#### [Instructions to follow]
Return every line of the items that contains the string "speaker", treating uppercase and lowercase as different.

#### [Input]

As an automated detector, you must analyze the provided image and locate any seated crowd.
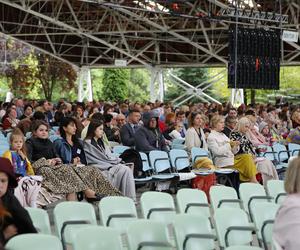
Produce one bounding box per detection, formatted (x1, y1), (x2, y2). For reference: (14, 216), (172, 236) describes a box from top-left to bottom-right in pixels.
(0, 99), (300, 248)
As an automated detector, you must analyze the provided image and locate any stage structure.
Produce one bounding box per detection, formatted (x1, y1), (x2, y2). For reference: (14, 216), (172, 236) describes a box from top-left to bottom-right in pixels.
(0, 0), (300, 102)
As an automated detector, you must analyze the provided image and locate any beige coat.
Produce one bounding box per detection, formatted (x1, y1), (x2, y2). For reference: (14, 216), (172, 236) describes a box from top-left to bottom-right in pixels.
(207, 130), (234, 167)
(185, 127), (208, 151)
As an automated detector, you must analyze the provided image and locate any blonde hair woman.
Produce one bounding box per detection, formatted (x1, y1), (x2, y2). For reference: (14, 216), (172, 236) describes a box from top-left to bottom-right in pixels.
(230, 117), (278, 185)
(273, 156), (300, 250)
(185, 112), (208, 151)
(207, 115), (239, 167)
(230, 117), (257, 183)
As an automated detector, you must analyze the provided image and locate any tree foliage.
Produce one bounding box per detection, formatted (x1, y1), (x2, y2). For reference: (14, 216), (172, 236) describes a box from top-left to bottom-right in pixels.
(127, 69), (150, 102)
(36, 54), (77, 101)
(166, 68), (208, 102)
(102, 69), (129, 101)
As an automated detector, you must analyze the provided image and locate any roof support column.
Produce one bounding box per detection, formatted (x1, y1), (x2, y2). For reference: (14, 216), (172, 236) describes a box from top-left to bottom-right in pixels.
(230, 89), (244, 107)
(77, 67), (93, 102)
(150, 67), (165, 102)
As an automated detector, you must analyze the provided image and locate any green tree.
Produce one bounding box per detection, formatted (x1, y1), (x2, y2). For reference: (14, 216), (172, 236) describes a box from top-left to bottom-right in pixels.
(102, 69), (129, 101)
(37, 54), (77, 101)
(165, 68), (209, 102)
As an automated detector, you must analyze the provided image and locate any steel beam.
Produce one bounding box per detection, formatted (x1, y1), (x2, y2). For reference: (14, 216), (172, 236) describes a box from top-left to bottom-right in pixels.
(0, 0), (151, 68)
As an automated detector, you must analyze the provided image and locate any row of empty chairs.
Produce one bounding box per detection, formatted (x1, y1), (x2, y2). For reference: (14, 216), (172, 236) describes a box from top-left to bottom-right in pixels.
(22, 182), (282, 249)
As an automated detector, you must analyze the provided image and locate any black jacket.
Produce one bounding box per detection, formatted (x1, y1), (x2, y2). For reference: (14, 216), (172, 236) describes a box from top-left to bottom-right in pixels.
(120, 123), (135, 147)
(26, 137), (58, 162)
(134, 111), (168, 153)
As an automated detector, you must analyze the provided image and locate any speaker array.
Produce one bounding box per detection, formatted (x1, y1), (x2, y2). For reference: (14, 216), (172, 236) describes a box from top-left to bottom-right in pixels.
(228, 27), (281, 89)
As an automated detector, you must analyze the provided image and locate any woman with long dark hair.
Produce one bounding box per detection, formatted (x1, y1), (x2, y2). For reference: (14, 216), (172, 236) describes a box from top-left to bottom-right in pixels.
(0, 157), (37, 244)
(26, 121), (120, 206)
(84, 120), (136, 200)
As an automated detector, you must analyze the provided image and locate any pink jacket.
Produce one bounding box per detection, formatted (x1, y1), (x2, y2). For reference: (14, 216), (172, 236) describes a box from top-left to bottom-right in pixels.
(273, 194), (300, 250)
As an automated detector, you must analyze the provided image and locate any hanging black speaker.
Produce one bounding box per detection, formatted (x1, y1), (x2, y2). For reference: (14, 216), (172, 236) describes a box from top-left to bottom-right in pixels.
(228, 26), (281, 89)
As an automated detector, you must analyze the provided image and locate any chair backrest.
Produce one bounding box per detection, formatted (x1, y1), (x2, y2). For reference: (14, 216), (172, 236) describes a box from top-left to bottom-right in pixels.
(72, 226), (123, 250)
(127, 220), (173, 250)
(173, 214), (216, 250)
(26, 207), (51, 234)
(176, 188), (210, 218)
(273, 143), (289, 162)
(239, 183), (269, 217)
(53, 201), (97, 239)
(98, 196), (137, 233)
(191, 147), (209, 163)
(262, 146), (277, 161)
(5, 234), (63, 250)
(139, 152), (152, 172)
(267, 180), (286, 204)
(252, 202), (279, 246)
(214, 207), (255, 247)
(113, 145), (130, 155)
(149, 150), (171, 173)
(172, 138), (185, 144)
(288, 143), (300, 156)
(169, 149), (190, 171)
(141, 191), (176, 224)
(209, 186), (241, 211)
(225, 246), (263, 250)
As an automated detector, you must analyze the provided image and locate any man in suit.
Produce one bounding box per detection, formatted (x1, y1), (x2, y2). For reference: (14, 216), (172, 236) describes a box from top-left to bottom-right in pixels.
(120, 109), (141, 147)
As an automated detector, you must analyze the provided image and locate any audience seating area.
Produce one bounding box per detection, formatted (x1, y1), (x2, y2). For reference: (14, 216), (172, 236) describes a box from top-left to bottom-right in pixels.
(18, 184), (283, 250)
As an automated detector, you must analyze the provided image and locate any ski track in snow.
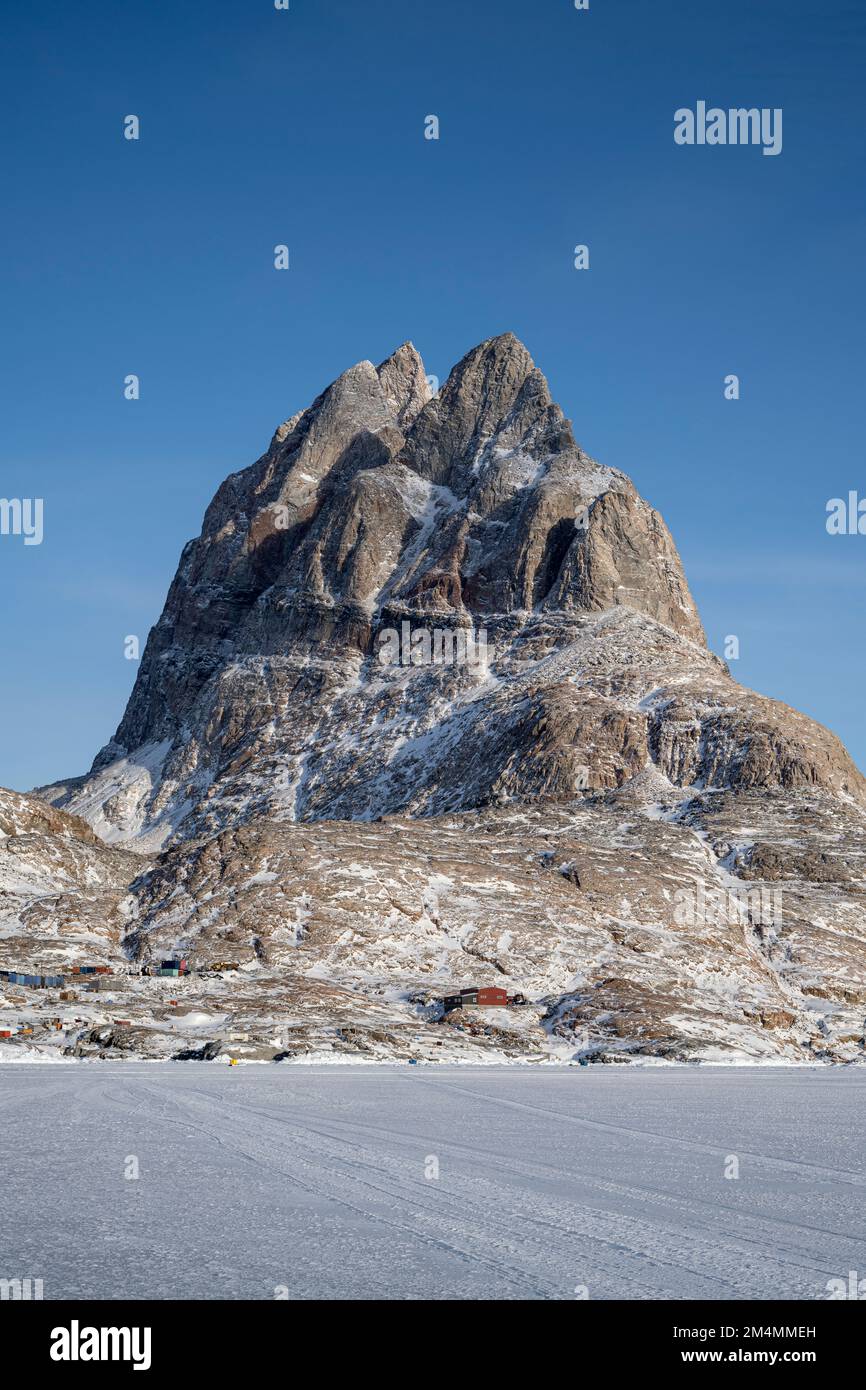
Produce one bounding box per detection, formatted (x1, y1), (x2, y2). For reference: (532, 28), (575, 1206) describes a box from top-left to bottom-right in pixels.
(0, 1063), (866, 1300)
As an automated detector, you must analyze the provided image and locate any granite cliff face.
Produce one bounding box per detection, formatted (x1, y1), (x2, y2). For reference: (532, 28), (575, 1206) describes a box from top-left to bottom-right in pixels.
(13, 335), (866, 1061)
(38, 335), (863, 849)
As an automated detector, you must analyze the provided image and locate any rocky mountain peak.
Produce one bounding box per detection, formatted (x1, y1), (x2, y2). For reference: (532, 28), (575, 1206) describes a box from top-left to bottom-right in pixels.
(37, 334), (863, 848)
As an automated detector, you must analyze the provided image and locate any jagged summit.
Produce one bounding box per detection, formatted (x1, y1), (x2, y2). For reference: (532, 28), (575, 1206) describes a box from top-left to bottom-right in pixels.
(40, 334), (863, 847)
(11, 334), (866, 1063)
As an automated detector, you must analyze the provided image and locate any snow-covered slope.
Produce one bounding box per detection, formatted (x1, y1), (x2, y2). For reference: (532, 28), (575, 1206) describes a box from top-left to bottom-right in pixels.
(6, 335), (866, 1061)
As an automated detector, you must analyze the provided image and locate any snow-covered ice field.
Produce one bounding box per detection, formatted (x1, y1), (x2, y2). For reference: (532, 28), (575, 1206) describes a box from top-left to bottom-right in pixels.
(0, 1063), (866, 1300)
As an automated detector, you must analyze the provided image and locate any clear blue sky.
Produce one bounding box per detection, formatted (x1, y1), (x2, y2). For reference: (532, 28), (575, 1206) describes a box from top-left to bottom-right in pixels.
(0, 0), (866, 788)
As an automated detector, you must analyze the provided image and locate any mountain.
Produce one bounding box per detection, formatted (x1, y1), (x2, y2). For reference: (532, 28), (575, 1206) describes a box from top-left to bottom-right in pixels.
(20, 334), (866, 1059)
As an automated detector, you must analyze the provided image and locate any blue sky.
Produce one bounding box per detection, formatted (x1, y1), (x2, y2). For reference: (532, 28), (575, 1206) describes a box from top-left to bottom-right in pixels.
(0, 0), (866, 790)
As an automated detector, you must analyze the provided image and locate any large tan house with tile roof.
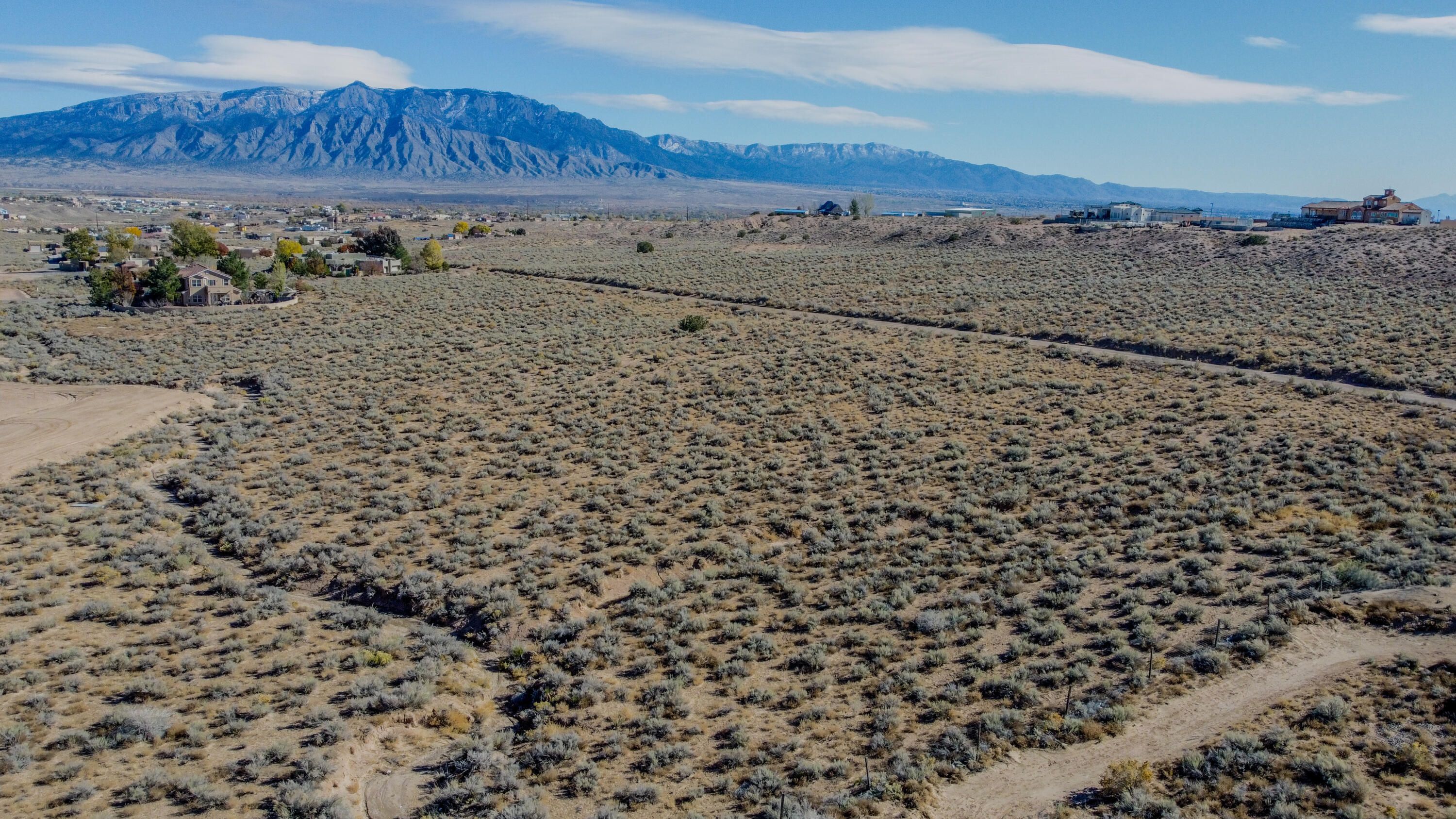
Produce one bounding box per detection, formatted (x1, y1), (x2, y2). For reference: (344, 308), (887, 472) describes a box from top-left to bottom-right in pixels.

#### [Task solution]
As an automated detector, you must analyze the provided image and locate any speaker array.
As an automated detector, you must analyze the provided image and locate any hanging black speaker.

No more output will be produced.